===== DATA RECORDS =====

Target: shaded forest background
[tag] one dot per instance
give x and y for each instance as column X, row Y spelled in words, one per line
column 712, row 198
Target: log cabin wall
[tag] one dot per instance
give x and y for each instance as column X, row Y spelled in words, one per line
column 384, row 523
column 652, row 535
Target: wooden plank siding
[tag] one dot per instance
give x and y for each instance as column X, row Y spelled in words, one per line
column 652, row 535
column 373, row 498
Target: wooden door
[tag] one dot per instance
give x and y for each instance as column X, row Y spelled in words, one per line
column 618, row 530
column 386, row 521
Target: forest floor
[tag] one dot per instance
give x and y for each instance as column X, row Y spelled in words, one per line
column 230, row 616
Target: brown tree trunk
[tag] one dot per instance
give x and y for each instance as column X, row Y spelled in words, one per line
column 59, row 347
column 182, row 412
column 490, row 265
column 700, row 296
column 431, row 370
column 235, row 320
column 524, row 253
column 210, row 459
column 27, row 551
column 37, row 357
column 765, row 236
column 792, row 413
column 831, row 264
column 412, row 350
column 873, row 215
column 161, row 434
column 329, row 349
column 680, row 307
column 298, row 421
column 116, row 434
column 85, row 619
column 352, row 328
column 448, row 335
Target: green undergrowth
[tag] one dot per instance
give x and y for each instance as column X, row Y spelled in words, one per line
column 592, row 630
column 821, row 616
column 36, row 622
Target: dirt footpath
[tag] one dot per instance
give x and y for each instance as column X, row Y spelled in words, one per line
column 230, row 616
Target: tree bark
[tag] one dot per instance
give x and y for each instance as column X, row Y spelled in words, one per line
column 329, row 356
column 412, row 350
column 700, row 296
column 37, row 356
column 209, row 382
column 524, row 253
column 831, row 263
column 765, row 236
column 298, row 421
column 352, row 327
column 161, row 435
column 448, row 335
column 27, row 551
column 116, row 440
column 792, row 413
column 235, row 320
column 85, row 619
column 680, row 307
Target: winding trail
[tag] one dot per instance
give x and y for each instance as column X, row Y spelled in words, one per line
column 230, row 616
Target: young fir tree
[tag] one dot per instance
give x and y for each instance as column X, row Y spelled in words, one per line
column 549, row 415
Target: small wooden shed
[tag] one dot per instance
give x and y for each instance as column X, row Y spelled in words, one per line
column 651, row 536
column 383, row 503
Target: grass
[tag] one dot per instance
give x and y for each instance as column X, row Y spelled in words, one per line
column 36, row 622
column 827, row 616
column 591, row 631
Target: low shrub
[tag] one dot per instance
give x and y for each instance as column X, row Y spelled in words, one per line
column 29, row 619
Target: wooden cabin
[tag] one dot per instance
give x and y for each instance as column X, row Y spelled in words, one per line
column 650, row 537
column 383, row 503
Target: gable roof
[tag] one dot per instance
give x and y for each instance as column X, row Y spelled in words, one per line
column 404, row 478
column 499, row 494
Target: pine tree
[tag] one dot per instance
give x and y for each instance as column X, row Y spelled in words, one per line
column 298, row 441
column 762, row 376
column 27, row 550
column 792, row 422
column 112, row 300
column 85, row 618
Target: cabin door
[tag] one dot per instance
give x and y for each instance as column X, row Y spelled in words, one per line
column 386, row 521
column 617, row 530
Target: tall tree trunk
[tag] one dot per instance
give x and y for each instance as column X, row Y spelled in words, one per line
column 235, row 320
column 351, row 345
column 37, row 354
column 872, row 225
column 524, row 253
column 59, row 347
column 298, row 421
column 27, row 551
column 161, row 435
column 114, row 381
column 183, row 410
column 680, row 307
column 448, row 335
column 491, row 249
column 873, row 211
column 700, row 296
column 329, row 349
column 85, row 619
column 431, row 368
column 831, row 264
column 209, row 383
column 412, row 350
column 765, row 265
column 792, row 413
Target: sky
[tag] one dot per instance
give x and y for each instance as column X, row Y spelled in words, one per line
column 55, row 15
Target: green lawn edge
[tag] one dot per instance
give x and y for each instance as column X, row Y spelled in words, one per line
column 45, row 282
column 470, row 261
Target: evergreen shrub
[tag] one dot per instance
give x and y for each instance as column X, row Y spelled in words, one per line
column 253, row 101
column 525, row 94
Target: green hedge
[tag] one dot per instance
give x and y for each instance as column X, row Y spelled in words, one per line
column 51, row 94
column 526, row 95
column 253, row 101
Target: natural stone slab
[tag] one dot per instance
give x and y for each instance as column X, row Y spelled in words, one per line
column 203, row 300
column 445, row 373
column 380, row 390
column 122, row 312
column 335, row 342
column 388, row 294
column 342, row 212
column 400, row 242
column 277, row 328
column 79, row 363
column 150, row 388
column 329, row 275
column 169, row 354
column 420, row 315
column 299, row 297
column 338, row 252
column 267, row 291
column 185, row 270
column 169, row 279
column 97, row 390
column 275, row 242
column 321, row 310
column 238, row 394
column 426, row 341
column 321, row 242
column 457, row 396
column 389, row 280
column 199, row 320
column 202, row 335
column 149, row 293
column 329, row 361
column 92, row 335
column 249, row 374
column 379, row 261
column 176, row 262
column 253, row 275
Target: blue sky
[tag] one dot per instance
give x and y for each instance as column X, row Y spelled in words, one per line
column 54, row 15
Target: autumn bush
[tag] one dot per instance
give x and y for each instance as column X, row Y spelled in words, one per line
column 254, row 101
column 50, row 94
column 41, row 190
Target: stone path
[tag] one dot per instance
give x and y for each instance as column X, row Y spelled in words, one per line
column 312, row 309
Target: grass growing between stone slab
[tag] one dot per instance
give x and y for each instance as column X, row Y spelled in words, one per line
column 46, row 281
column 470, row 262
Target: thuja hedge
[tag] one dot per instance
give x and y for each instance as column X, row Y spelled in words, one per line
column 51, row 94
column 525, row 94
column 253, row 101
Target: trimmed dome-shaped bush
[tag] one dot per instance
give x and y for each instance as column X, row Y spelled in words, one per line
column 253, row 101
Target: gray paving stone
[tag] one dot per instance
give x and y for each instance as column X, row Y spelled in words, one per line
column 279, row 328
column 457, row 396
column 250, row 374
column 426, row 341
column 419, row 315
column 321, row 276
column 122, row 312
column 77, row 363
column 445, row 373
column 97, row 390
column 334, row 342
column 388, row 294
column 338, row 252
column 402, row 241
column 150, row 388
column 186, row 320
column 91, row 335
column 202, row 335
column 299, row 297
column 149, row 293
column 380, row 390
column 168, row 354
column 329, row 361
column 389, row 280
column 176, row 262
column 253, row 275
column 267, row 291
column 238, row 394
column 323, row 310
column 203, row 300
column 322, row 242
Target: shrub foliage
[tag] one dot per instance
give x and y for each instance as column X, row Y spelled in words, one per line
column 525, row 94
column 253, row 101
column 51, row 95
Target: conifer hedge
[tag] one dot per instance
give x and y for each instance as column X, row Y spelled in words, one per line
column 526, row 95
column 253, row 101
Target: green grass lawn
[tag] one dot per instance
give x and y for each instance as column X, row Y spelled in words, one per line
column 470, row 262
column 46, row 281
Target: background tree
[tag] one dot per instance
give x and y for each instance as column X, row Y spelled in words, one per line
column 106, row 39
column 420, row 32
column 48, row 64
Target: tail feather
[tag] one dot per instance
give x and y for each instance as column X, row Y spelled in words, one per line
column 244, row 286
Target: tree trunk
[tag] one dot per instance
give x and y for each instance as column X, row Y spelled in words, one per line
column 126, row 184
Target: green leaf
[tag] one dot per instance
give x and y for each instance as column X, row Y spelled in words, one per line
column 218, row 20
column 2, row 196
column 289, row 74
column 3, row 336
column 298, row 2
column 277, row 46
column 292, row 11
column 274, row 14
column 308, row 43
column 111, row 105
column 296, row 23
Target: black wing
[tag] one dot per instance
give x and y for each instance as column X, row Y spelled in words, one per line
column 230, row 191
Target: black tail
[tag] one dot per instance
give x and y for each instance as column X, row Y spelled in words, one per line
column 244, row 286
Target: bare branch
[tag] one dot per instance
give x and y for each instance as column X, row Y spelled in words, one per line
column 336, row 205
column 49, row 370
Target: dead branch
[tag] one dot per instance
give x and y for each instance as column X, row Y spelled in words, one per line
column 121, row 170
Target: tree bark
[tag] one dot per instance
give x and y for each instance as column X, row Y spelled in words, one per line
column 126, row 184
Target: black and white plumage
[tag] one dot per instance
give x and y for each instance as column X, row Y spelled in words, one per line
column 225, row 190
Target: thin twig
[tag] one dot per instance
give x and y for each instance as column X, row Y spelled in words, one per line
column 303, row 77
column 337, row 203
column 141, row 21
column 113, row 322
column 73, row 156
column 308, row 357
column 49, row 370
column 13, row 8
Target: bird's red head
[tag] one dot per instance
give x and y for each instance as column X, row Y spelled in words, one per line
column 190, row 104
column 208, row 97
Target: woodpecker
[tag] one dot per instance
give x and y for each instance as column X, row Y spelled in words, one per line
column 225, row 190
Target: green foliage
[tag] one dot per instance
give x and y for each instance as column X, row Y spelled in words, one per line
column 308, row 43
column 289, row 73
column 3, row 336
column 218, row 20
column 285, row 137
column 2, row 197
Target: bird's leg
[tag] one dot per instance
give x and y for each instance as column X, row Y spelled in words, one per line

=====

Where a line in the entries holds the word "slab", copy that line.

Target: natural stone slab
Target: grass growing between stone slab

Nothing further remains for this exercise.